◆ YOUR OBJECTIVE:
The response must contain the complete data, printed exactly.

------------------------

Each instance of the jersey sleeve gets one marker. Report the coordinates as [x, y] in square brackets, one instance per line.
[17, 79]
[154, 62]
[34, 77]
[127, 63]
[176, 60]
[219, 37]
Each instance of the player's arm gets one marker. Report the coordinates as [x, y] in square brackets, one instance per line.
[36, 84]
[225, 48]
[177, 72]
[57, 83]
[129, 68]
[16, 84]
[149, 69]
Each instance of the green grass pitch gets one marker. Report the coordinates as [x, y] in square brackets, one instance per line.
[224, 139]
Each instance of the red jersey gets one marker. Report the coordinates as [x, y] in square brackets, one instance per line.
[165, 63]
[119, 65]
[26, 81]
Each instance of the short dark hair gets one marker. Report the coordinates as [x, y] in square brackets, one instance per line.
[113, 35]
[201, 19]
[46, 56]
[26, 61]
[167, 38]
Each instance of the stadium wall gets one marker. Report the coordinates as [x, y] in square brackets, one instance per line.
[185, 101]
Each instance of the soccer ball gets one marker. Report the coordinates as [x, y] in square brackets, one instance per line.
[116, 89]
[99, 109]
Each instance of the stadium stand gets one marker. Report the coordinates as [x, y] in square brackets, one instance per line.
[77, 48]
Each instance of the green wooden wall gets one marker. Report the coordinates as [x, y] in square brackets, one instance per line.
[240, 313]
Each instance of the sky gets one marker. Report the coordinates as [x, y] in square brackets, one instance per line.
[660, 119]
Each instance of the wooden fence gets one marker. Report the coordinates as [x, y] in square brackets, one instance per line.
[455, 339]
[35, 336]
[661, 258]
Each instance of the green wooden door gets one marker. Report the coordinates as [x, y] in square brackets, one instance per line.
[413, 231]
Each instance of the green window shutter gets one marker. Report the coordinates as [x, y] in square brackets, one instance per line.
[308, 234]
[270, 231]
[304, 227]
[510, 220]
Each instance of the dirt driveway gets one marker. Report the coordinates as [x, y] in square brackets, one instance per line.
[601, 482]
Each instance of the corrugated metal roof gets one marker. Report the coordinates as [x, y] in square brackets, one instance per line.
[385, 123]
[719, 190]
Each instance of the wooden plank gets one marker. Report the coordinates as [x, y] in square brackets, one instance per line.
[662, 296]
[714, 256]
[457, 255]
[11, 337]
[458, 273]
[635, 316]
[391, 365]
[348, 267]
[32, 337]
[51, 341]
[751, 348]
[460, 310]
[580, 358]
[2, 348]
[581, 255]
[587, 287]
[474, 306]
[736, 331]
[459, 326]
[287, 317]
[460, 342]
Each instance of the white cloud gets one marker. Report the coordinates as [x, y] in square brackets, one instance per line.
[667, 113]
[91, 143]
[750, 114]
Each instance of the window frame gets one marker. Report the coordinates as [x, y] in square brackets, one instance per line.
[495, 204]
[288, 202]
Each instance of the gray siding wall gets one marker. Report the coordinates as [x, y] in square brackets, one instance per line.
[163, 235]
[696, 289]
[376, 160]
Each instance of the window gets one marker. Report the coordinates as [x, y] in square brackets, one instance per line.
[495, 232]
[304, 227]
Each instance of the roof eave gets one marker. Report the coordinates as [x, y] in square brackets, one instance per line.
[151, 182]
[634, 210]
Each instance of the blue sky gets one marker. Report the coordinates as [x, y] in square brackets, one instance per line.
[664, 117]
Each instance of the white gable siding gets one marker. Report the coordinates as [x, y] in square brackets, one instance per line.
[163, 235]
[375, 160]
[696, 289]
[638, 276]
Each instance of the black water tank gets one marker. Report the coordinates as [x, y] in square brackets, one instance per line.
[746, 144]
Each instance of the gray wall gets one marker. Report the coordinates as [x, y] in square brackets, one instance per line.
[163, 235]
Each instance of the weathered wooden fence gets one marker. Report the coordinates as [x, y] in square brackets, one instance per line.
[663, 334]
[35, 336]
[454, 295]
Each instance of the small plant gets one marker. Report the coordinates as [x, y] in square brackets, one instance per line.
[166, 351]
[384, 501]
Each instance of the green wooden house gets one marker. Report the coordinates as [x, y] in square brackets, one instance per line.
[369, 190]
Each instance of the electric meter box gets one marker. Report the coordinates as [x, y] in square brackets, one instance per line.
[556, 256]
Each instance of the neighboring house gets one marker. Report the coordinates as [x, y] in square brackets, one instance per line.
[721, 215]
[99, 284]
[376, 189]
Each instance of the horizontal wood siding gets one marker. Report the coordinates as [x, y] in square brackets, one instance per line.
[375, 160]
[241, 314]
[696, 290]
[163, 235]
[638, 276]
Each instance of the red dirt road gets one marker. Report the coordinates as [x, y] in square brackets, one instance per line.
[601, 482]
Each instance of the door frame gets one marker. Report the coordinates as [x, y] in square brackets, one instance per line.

------------------------

◆ ANSWER SECTION:
Each instance of the jersey sleeve gets one marker. Report the coordinates as [x, y] in square brackets, one instance per line.
[17, 79]
[154, 62]
[34, 77]
[127, 63]
[176, 60]
[219, 37]
Each instance of the player's arm gets one marker. Report the coordinates as [x, y] in square brackets, one instance per line.
[36, 84]
[225, 48]
[177, 72]
[57, 83]
[129, 68]
[16, 84]
[149, 69]
Each instance of the green grass pitch gets one marker. Report the coordinates as [x, y] in square brackets, one instance per line.
[224, 139]
Each instance of the red jersey gets one marker. Report the coordinates as [x, y] in square brackets, one instance per line.
[165, 63]
[119, 65]
[26, 81]
Each instance of the short dark hair gets one marker. Report the coordinates as [x, y] in square brackets, one instance per line.
[113, 35]
[201, 19]
[46, 56]
[26, 61]
[167, 38]
Each instance of the stadium wall gets one marker. Report the coordinates as [x, y] in square brackets, one instance per line.
[185, 101]
Each instance of the soccer ball gets one marker. Report the coordinates as [x, y] in square brackets, one instance per line.
[116, 89]
[99, 109]
Each instance of the stadium stand gets one marker. Report the coordinates as [x, y] in square brackets, one instance per line.
[77, 48]
Each instance of the green wooden wall gets one marker. Report the coordinates as [x, y] in square brackets, one instance per line.
[240, 313]
Each instance of the sky gets one marker. Report the coordinates as [x, y] in square brackets, one instance per line.
[660, 119]
Each instance of the wooden fence gets one marker. Report the coordinates as [x, y] in square brackets, one instance per line.
[455, 339]
[35, 336]
[661, 258]
Each instance of the green wooden door gets one marker. Report the coordinates as [x, y] in square brackets, one instance per line.
[413, 231]
Each instance of the green window shutter gets one marker. Report the coordinates as [x, y] in square brackets, one instance per line.
[308, 234]
[270, 231]
[304, 227]
[510, 220]
Each instance of the dirt driveway gets one marker. Report the coordinates as [x, y] in square brackets, one instance per line.
[601, 482]
Each instance of the corrugated metal roof gets one marker. Report the coordinates as [x, y] in square brackets, one instance per line.
[385, 123]
[719, 190]
Each instance of the wooden plank gets one marker. Report the coordinates as [x, y] in square brackets, one instance per line.
[662, 296]
[714, 256]
[457, 255]
[11, 337]
[458, 273]
[635, 316]
[391, 365]
[348, 267]
[32, 337]
[51, 341]
[751, 348]
[460, 310]
[580, 358]
[2, 348]
[581, 255]
[587, 287]
[474, 306]
[736, 331]
[459, 326]
[287, 317]
[460, 342]
Each instance of the white cloud gets one marker. Report the coordinates as [x, y] in square brackets, one instance per line.
[667, 113]
[91, 143]
[750, 114]
Each instance of the window frame gets one marker. Report the coordinates as [x, y] in square brackets, one instance per line.
[495, 204]
[288, 202]
Each instance of the gray siding wall gets one marker. Report the coordinates as [x, y] in square brackets, one instance per line.
[163, 235]
[696, 289]
[376, 160]
Each instance of the window gets one marker. Report the coordinates as [x, y] in square brackets, one instance per line.
[495, 232]
[304, 227]
Each instance of the roof eave gets one marker. Report the coordinates as [x, y] in square brackets, one instance per line.
[151, 182]
[634, 210]
Each instance of the blue sky gets one marker. Report the coordinates as [x, y] in square brackets, one instance per line.
[664, 117]
Each instance of the white gable siding gets one marker. Report the coordinates as [x, y] in square brackets, one instance per line.
[163, 235]
[375, 160]
[696, 289]
[638, 276]
Each instance of the black water tank gets one marker. Report the coordinates as [x, y] in square brackets, one instance per line.
[746, 144]
Each instance of the gray wall gets one marker. Report the coordinates as [x, y] in square brackets, one instance per line.
[163, 235]
Each instance of the weathered wooden fence gets one marker. Report the coordinates as [x, y] in square brackets, one instance per line.
[663, 334]
[35, 336]
[454, 295]
Each instance of the small plant gets one marker. Report the coordinates as [x, y] in square brackets, one instance per line.
[166, 351]
[384, 501]
Each instance of the green wooden house gets one marker. Report the coordinates as [x, y] in square brackets, one instance per line.
[369, 190]
Each instance of the electric meter box gets one marker. Report the coordinates as [x, y] in square brackets, one instance per line.
[556, 256]
Each instance of the neighboring house gets one marker. Report the coordinates as [x, y] in square brackets, one instance per line.
[721, 215]
[99, 284]
[376, 189]
Each instance of the horizontal wood siding gets one marker. Report the coordinates as [x, y] in square brackets, one instance per line.
[375, 160]
[241, 314]
[696, 290]
[163, 235]
[638, 276]
Each instance of the red dirt road gets one marker. Report the coordinates as [x, y] in square brackets, one instance per line.
[601, 482]
Each instance of the door frame gets one marker. Report the coordinates as [x, y] in square brackets, one instance per line.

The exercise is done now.